- [SET EXERCISE] Retype the following material line for line, without changing anything.

(Point annotation dataset records)
— start —

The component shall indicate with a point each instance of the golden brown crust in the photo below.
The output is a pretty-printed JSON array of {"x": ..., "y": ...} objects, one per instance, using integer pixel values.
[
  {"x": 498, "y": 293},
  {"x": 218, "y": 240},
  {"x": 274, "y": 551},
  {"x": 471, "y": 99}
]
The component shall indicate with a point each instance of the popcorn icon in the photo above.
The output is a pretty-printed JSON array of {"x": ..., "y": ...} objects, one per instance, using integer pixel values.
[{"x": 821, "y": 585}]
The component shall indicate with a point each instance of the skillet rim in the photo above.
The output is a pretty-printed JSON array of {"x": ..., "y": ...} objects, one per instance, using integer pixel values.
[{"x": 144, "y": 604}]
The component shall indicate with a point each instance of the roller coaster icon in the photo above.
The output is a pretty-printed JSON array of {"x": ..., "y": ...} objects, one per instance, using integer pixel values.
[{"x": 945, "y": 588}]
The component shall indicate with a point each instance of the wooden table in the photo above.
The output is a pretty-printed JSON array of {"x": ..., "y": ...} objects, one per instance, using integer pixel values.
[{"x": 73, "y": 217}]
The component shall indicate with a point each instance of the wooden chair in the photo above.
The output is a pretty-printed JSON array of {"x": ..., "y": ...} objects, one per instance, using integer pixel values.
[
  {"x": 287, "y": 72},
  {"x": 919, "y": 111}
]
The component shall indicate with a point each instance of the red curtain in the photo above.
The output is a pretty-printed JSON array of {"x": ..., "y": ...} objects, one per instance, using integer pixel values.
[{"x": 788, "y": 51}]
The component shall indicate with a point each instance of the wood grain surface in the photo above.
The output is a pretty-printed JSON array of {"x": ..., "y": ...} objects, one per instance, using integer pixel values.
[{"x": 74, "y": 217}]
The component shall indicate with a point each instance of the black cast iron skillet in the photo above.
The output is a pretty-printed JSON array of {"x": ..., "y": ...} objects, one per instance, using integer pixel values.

— end —

- [SOLVED EXERCISE]
The component shall indicate with a point each instance of the golden brown crust in the photo below.
The output is a pretty-printed JSON array of {"x": ..., "y": ...} objects, one per instance, using integer pixel values.
[
  {"x": 498, "y": 293},
  {"x": 218, "y": 240},
  {"x": 274, "y": 551},
  {"x": 471, "y": 99}
]
The component shall indicate with a point each instance of the popcorn icon in the photo above.
The output is a pretty-printed JSON array of {"x": ..., "y": ...} objects, one per instance, using integer pixel values.
[{"x": 821, "y": 585}]
The component shall indicate with a point each instance of the skillet rim in the photo above.
The output is a pretty-printed JSON array of {"x": ..., "y": ...} objects, one per instance, using integer pixel values.
[{"x": 144, "y": 604}]
The component shall indicate with a point each instance of the roller coaster icon in the photo above.
The output is a pretty-printed JSON array of {"x": ..., "y": ...} objects, one per instance, using integer pixel values.
[{"x": 945, "y": 588}]
The component shall indicate with a point each instance of the wooden table in the photo above.
The output is a pretty-printed JSON array of {"x": ..., "y": ...} objects, one per instance, using integer pixel values.
[{"x": 73, "y": 217}]
The component shall indicate with a point each instance of the wooden chair in the photo above.
The output is a pretty-printed JSON array of {"x": ..., "y": ...} objects, one per instance, using integer pixel values.
[
  {"x": 287, "y": 72},
  {"x": 919, "y": 111}
]
The component shall indicate with a point each instance of the red curtain in the photo above.
The output is a pretty-printed JSON array of {"x": ..., "y": ...} objects, one per instance, using integer pixel values.
[{"x": 788, "y": 51}]
The component shall indicate with a point each instance of the wood grain surface in the photo above.
The output is a pretty-printed JSON array of {"x": ..., "y": ...} objects, one per instance, using integer pixel values.
[{"x": 74, "y": 217}]
The component shall indicate with a point each instance of the black cast iron skillet in the photo above.
The output is a pretty-printed JSON array of {"x": ..., "y": ...} objects, one per instance, using integer pixel values.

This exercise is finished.